If you've got to go, this seems like the way to do it.

Make one last masterpiece and then drift peacefully into the darkness.

Bowie's parting gift to his fans is a meandering, opaque opus featuring seven lengthy tracks filled with decadence, ennui and a longing for love, if not the light.

There are songs of death (Lazarus) and bad romance (Girl Loves Me).

None of it is what you'd call catchy, but Blackstar is hypnotic and rewarding for those willing to dive deep.

It's the album of a brilliant old man, a dark wizard who's long since given up music for magic.

It's actually hard for me to feel sad for the English entertainer, probably because I never considered him quite human. He'd always seemed better than us.

LEGACY: David Bowie’s final album, Blackstar, was released on his birthday last Friday, two days before his death. 

A lot of arty types try to cultivate an air of superiority, but Bowie is one of the very few who could pull it off convincingly.

Remember him as the alien in The Man Who Fell To Earth? As the vampire in The Hunger? As the elf king in Labyrinth?

He seemed most himself when he was playing some immortal creature.

These otherworldly movie roles were a natural fit for him.

Of course his greatest role was the one he played for nearly half a century: rock god.

His music is the place where he really let his fey flag fly.

His fanciful lyrics didn't always make sense, but they evoked intriguing images and powerful emotions.

He was arty without ever being self-indulgent. He never gave up on catchy melodies or pretty harmonies or the basic structure of pop music.

His songs sounded like songs -strange songs but awesome songs.

STORED DATA
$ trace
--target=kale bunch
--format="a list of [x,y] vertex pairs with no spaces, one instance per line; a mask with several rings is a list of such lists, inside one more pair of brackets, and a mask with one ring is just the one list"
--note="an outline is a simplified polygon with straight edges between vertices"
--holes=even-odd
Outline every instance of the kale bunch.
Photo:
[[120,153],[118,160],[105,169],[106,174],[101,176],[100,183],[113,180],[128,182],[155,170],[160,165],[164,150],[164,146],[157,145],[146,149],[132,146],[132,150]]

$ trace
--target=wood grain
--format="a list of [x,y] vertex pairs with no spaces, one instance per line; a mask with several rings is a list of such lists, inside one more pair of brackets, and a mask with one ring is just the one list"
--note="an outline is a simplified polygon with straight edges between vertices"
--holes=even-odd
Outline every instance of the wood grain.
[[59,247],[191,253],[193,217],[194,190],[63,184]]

SET OF TASKS
**a)** How many tracks does the Blackstar review say the album contains?
**b)** Set down the part of the Blackstar review starting with "Bowie's parting gift" and going on through "music for magic.".
**c)** Resume the Blackstar review after its last sentence.

OUTPUTS
**a)** Seven lengthy tracks.

**b)**
Bowie's parting gift to his fans is a meandering, opaque opus featuring seven lengthy tracks filled with decadence, ennui and a longing for love, if not the light.

There are songs of death (Lazarus) and bad romance (Girl Loves Me).

None of it is what you'd call catchy, but Blackstar is hypnotic and rewarding for those willing to dive deep.

It's the album of a brilliant old man, a dark wizard who's long since given up music for magic.

**c)**
His best album, for me, is Hunky Dory (1971).

Just for starters, this record included Changes, Life On Mars and Queen Bitch.

Then there are somewhat lesser-known gems such as Kooks, Quicksand, Andy Warhol and The Bewlay Brothers.

As for his greatest singles, there are too many to list: Space Oddity, Heroes, Rebel Rebel, Under Pressure, Wild Is The Wind, Young Americans, Cat People (Putting Out Fire), Let's Dance, Modern Love, China Girl and This Is Not America.

He also did a killer version of The Little Drummer Boy.

The only time I ever saw Bowie in concert was in the mid-80s, during his Glass Spider Tour.

I don't remember much about the show except for a giant arachnid that loomed over the entire stage.

Its legs, each at least 10 metres long, were lit up in red, blue, yellow and green. It was impressive and kind of humbling.

Here was a guy with a gargantuan, multicoloured spider at his beck and call.

No mere mortal, obviously.

I said earlier that I'm not sad for Bowie and I meant it. I just honestly can't believe he's dead.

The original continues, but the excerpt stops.